WHAT NEEDS TO BE DONE.
Can you convert the records below into a two-column CSV with the header "prompt,target", one row per record? Put each record's text in "prompt" and its answer in "target", quote every field, and replace any line breaks with spaces.

RECORDS FOR THIS TASK.
-------
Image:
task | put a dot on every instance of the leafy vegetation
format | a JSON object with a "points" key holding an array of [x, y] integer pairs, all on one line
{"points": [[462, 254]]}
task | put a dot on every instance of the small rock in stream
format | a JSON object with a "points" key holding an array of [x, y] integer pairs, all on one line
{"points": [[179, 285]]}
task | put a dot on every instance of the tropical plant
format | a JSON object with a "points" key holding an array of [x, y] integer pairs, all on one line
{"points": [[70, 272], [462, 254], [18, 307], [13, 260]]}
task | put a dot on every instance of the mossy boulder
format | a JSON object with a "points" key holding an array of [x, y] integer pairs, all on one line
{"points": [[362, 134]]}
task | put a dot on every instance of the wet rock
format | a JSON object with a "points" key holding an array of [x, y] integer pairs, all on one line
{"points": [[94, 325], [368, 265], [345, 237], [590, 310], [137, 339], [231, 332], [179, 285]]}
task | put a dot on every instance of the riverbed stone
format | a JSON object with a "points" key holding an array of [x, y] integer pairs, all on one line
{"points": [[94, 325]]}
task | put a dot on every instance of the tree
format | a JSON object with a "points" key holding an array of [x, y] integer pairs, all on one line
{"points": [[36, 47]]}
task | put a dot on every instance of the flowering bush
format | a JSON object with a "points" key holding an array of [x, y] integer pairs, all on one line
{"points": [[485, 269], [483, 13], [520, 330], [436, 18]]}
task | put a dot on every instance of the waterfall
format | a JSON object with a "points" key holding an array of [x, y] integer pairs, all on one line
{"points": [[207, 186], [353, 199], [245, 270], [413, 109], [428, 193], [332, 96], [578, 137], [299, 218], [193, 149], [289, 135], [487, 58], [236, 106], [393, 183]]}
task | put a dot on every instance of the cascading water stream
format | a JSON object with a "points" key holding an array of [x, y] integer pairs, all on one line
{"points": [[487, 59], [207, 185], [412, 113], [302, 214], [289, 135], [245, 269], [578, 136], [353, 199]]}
-------
RESPONSE TO THIS TASK.
prompt,target
"Image: task | put a dot on every instance of the leafy vegetation format | a JSON object with a ""points"" key holding an array of [x, y] integer pairs, all on one line","{""points"": [[462, 254]]}"
"task | put a dot on every instance of the small rock in stream format | a JSON object with a ""points"" key holding an array of [x, y] integer pairs, all on one line","{""points"": [[179, 285]]}"
"task | put a dot on every instance of the tropical plant format | a JSON object with a ""points"" key holding an array of [x, y] integer pairs, all on one line","{""points"": [[70, 272], [462, 254], [18, 307], [13, 260]]}"
"task | put a dot on every instance of the mossy boulder format | a JSON object with a ""points"" key holding an array of [x, y] integer pairs, all on one line","{""points"": [[362, 134]]}"
"task | put a dot on every instance of the wet rock format | a JSON object with a ""points"" key holding an array of [x, y] integer pairs, all on one line","{""points"": [[94, 325], [368, 265], [345, 237], [590, 310], [137, 339], [231, 332], [179, 285]]}"
"task | put a dot on every instance of the riverbed stone format | a JSON object with a ""points"" key holding an array of [x, y] integer pairs, all on one line","{""points"": [[94, 325]]}"
"task | put a dot on every instance of the tree format | a JSON object with a ""points"" key holding an array of [x, y] integer pairs, all on one line","{""points"": [[36, 47]]}"
"task | put a dot on every instance of the flowering bush format | a JSON object with a ""points"" key holding an array of [x, y] integer pairs, all on one line","{""points"": [[485, 269], [483, 13], [520, 330], [436, 18]]}"
"task | put a dot on every instance of the waterfall format | a JSON object with a ""points"" key holding an array of [x, y] integer pairs, all on one line","{""points"": [[207, 186], [353, 199], [245, 270], [413, 109], [428, 193], [332, 96], [578, 137], [299, 218], [193, 149], [289, 135], [487, 58], [236, 106], [393, 183]]}"
"task | put a dot on every instance of the cascading water stream format | a JSON object with a ""points"" key holding an array of [x, y] integer pairs, all on one line","{""points"": [[487, 59], [207, 185], [412, 113], [302, 214], [289, 135], [245, 269], [578, 136], [353, 199]]}"